Given instruction — Resume the notebook text on exploratory SQL analysis of a relational database, picking up right after its last line.
··· Document extract
DER is the Graphic representation of our relational database, showing the relationships between the tables (lern more about it on: https://www.smartdraw.com/entity-relationship-diagram/).


![image info](.\DER.png)


## 2. Data Exploratory Analysis

### SQL queries

Our goal here is to briefly cover at least one of each type of SQL queries from the following list:
   - Junctions (inner join, left join, right join, ...) - you can learn more about junction queries on: https://pt.stackoverflow.com/questions/6441/qual-%C3%A9-a-diferen%C3%A7a-entre-inner-join-e-outer-join
   - Aggregations (group by, having, max, min, avg, sum, count, ...) - you can learn more about aggregation functions on: https://mode.com/sql-tutorial/sql-aggregate-functions/
   - Subqueries and functions (not in, when, date_format, concat, ...) - you can learn more about sql subqueries on: https://www.w3resource.com/sql/subqueries/understanding-sql-subqueries.php
   - Ordenations (order by, limit) - you can learn more about ordenations on: https://www.w3schools.com/sql/sql_top.asp
   - Analytical funcions (partition, rank, ...) - you can learn more about these sql functions on: https://dev.mysql.com/doc/refman/8.0/en/window-function-descriptions.html

In [3]:
#! pip install pymysql

Collecting pymysql
  Downloading PyMySQL-1.0.2-py3-none-any.whl (43 kB)
······
··· Data listing
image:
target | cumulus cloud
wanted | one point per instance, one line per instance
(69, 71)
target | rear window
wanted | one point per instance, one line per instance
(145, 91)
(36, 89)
······
Task output —
Installing collected packages: pymysql
Successfully installed pymysql-1.0.2


In [4]:
import pymysql
import pandas as pd

# ! pip install pymysql

### Connecting to our Database

In [5]:
conn = pymysql.connect(
        host='soccer-database.csdmmiwixxfg.us-east-1.rds.amazonaws.com',
        port=3306,
        user='admin',
        passwd='bancodedados12',
        db='europeansoccerDB',
        charset='utf8mb4'
)

In [12]:
# Now, let's check out on the tables we have 
tables_list = pd.read_sql("""SHOW TABLES;""", conn)
tables_list

Unnamed: 0,Tables_in_europeansoccerDB
0,Country
1,League
2,Match
3,Player
4,Player_Attributes
5,Team
6,Team_Attributes


In [103]:
# Now, let's check out on the tables we have 

Player_Attributes = pd.read_sql("""SELECT * FROM Player_Attributes;""", conn)
Player = pd.read_sql("""SELECT * FROM Player;""", conn)
Match = pd.read_sql("""SELECT * FROM `Match`;""", conn)
League = pd.read_sql("""SELECT * FROM League;""", conn)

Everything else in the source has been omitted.